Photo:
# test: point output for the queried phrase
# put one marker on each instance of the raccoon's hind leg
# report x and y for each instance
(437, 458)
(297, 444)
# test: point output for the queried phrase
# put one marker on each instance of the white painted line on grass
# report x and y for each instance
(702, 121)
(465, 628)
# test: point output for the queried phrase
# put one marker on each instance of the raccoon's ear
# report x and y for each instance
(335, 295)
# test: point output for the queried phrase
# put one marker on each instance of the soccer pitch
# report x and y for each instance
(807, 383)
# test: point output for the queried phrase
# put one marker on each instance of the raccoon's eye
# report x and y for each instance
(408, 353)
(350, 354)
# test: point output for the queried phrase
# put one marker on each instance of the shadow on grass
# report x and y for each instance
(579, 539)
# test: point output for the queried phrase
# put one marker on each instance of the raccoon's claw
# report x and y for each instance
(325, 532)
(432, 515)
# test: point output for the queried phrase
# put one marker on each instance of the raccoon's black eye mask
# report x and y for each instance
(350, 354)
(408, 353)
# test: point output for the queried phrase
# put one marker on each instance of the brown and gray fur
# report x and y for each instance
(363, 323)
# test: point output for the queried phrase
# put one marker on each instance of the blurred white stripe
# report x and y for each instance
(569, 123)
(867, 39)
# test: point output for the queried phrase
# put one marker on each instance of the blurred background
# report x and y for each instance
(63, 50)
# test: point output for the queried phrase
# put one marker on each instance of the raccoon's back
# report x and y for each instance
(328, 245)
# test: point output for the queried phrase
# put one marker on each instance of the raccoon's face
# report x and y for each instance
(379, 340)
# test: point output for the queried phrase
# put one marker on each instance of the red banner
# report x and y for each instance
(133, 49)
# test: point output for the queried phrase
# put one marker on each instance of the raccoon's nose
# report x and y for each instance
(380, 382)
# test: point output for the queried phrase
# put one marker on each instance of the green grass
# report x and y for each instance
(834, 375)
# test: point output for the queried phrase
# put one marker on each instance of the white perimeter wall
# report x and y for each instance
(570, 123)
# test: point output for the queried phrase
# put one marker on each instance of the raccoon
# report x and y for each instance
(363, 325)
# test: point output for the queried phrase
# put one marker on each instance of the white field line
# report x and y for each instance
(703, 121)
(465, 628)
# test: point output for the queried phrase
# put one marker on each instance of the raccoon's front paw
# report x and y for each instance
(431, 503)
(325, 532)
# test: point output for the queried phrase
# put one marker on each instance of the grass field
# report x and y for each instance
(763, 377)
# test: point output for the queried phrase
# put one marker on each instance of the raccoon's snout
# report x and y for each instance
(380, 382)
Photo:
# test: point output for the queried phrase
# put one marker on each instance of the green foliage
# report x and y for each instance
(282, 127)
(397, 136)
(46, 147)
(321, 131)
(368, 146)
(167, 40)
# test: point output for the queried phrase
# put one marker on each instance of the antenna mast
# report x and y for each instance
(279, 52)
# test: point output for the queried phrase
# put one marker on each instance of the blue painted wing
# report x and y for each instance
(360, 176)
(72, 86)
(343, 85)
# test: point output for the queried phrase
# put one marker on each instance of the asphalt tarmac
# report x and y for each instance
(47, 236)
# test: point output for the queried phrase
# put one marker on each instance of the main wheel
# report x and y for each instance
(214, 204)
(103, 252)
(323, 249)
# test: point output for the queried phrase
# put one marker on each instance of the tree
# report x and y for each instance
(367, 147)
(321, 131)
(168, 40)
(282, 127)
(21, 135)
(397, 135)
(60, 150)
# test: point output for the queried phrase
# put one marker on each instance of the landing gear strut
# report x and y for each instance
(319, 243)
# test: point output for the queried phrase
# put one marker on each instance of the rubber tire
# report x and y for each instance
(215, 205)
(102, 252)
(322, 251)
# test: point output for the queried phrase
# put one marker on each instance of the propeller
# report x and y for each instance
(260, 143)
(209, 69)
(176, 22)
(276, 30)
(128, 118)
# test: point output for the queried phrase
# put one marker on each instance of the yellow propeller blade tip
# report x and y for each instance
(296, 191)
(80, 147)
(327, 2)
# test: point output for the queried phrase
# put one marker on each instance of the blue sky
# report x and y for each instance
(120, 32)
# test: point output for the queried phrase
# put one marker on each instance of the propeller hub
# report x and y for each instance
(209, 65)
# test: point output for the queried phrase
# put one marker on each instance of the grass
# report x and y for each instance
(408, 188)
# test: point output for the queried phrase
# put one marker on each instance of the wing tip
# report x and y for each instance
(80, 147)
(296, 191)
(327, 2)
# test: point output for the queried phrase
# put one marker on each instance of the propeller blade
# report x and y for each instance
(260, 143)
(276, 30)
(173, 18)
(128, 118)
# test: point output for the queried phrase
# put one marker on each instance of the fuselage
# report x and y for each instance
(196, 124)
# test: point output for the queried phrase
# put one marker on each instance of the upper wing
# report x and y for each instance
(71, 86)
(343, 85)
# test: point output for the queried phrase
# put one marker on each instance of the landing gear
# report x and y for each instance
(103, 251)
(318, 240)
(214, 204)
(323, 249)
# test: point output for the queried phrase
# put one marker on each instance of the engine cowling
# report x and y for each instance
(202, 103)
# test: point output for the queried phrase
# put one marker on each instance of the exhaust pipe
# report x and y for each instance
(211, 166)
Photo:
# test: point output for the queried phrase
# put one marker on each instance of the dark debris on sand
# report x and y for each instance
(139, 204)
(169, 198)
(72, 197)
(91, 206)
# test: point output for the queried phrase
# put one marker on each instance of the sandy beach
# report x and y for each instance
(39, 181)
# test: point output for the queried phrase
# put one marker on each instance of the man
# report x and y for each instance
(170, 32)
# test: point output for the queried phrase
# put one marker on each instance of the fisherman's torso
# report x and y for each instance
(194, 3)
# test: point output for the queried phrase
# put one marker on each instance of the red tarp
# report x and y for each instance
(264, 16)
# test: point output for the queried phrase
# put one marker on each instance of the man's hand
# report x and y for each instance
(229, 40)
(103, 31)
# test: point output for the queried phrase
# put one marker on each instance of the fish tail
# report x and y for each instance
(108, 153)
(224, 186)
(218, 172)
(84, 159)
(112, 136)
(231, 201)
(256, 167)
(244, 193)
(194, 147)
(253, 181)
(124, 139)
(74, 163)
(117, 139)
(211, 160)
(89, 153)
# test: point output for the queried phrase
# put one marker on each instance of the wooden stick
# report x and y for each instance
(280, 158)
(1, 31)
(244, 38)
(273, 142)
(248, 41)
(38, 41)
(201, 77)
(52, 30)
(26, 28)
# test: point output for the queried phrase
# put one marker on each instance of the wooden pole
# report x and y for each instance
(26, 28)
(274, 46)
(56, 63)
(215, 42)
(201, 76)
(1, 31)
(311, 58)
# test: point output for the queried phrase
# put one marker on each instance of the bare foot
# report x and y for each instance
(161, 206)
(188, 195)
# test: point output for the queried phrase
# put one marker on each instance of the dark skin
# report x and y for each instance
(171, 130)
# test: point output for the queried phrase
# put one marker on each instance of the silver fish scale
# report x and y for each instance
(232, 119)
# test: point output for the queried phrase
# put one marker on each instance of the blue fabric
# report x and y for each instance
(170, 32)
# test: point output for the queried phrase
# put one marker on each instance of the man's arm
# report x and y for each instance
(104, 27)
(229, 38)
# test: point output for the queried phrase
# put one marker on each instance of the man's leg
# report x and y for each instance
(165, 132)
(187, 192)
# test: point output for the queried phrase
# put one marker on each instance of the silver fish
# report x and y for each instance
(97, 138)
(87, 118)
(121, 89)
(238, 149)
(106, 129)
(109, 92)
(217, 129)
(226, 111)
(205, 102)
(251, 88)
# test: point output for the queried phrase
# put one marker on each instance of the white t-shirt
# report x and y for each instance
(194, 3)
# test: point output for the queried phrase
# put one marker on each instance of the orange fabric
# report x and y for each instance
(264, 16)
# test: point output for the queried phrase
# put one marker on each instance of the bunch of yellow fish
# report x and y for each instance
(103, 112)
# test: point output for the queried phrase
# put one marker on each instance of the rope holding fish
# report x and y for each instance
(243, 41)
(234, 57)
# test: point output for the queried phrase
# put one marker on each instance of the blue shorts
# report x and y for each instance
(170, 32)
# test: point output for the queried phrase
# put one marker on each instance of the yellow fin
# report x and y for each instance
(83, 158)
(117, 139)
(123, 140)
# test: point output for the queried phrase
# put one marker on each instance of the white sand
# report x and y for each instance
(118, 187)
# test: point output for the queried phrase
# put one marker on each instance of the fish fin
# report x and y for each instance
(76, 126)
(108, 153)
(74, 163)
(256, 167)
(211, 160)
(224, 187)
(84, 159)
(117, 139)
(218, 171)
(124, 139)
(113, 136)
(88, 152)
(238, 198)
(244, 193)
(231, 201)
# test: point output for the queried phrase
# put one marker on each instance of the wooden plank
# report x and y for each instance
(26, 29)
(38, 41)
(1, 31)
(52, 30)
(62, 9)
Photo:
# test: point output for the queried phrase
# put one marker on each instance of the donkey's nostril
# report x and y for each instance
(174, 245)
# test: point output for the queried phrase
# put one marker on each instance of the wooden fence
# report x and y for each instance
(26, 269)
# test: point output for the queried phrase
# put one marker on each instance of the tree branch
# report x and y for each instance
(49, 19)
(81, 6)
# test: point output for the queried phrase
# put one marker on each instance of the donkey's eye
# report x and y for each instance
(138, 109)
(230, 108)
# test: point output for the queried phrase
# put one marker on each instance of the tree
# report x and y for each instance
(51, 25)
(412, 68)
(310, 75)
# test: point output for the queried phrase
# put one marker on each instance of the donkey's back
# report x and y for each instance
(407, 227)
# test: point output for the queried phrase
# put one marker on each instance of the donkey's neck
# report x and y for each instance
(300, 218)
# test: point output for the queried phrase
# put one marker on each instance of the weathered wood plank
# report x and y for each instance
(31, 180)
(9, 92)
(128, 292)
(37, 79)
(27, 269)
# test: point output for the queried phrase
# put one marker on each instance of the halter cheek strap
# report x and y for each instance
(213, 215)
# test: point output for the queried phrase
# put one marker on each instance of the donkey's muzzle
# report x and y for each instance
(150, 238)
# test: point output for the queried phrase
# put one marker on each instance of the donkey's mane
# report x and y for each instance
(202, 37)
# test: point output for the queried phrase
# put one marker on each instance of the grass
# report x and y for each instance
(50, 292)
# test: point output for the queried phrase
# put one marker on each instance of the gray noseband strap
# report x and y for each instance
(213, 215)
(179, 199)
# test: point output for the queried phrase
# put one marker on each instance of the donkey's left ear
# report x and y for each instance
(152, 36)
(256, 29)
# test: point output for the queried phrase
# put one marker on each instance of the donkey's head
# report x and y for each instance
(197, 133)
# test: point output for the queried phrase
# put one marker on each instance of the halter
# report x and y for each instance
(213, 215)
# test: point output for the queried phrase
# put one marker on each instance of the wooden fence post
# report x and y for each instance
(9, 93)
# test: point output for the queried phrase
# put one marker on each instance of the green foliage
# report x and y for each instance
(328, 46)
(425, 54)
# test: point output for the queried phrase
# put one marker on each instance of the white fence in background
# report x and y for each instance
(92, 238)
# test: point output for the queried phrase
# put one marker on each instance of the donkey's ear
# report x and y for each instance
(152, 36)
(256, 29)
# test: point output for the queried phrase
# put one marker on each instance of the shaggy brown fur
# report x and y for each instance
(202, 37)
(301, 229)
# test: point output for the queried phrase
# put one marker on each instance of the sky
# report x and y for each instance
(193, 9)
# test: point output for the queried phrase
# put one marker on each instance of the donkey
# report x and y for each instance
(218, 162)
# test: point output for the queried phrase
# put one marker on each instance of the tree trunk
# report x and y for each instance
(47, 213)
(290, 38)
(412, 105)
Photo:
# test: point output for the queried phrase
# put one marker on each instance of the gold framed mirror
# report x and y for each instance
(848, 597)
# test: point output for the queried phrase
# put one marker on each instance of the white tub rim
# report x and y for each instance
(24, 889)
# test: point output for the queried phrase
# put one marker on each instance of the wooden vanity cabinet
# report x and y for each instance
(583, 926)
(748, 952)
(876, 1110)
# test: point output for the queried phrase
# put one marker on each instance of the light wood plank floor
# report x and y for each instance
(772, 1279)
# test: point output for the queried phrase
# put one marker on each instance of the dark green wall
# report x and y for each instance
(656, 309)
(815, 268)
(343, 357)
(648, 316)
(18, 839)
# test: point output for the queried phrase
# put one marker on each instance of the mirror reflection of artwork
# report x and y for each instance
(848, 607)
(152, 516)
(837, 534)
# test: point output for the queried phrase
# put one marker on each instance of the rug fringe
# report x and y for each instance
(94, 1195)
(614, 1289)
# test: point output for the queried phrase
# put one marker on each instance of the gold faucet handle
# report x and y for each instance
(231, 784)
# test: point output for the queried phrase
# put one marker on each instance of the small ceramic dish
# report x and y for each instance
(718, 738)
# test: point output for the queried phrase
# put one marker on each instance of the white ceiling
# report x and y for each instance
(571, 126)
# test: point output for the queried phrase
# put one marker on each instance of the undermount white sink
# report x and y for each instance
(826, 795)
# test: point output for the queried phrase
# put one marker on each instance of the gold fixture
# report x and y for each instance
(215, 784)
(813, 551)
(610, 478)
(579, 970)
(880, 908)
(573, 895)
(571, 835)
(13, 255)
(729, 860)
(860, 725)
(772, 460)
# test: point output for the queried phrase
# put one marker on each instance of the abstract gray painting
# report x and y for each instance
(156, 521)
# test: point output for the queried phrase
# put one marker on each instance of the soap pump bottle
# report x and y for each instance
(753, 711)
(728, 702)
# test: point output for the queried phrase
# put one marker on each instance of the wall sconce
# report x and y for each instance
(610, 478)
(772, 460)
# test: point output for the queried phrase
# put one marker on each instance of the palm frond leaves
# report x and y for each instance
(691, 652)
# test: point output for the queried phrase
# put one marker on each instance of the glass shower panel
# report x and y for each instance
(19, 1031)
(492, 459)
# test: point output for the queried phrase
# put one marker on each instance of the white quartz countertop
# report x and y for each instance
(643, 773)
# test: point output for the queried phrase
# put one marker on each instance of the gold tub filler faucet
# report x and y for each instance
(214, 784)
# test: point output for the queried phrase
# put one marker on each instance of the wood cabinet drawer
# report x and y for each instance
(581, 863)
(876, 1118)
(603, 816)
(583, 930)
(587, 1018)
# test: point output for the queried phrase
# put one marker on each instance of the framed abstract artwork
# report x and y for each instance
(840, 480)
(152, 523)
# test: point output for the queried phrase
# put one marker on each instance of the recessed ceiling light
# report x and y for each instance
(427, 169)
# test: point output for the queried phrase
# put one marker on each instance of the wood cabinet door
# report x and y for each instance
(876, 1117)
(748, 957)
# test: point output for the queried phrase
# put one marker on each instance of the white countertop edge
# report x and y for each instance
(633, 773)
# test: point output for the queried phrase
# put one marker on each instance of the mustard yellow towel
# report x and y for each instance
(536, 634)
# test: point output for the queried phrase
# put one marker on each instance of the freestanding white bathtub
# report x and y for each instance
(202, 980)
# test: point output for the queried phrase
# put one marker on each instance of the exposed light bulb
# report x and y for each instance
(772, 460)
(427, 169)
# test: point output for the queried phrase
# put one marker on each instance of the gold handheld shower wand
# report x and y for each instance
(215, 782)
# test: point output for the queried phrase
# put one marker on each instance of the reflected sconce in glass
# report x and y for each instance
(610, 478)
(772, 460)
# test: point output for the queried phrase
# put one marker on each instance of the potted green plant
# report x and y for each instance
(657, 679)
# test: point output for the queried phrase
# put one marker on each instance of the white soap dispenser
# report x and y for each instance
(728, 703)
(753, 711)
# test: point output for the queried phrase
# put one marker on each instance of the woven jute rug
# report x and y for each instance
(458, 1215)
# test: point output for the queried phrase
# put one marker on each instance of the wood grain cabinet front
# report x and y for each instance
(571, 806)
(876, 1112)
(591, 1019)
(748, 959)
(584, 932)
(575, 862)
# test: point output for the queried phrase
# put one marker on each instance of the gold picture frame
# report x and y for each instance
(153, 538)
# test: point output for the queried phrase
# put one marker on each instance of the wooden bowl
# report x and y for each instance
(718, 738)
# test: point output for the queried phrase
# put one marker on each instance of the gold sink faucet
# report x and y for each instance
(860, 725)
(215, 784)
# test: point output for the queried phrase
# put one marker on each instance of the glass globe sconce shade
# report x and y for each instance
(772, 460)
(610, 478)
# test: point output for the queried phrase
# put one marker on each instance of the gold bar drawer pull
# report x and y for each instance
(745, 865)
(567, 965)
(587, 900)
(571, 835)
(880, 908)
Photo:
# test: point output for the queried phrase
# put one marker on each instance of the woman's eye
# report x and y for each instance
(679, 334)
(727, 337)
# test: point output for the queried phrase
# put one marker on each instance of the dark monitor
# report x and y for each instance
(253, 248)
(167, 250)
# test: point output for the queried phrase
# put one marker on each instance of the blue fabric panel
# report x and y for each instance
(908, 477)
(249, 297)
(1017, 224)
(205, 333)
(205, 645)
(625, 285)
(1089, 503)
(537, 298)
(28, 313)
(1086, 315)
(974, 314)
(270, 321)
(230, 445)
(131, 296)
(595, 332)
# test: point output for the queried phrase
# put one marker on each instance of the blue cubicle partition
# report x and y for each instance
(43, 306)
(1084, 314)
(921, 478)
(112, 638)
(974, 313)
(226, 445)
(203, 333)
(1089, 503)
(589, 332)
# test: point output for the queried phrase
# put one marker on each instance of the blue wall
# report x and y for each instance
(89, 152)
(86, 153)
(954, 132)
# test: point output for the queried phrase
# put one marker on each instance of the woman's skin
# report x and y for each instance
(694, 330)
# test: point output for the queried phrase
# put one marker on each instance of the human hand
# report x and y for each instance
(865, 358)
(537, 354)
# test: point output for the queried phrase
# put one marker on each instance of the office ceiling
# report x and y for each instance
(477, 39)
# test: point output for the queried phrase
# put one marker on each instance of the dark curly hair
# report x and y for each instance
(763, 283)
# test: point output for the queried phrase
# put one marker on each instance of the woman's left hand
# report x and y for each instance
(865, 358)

[Task]:
In the listing above, find the line containing "# put one marker on each instance of the red banner" and the line containing "# put one marker on each instance of the green grass", then quote both, plus every line between them, exactly as written.

[Result]:
# put one marker on each instance of the red banner
# report x and y for each instance
(133, 49)
# test: point output for the queried phrase
# put one marker on each instance of the raccoon's nose
# report x and y for each instance
(380, 382)
# test: point output for the queried phrase
# put one marker on each instance of the green grass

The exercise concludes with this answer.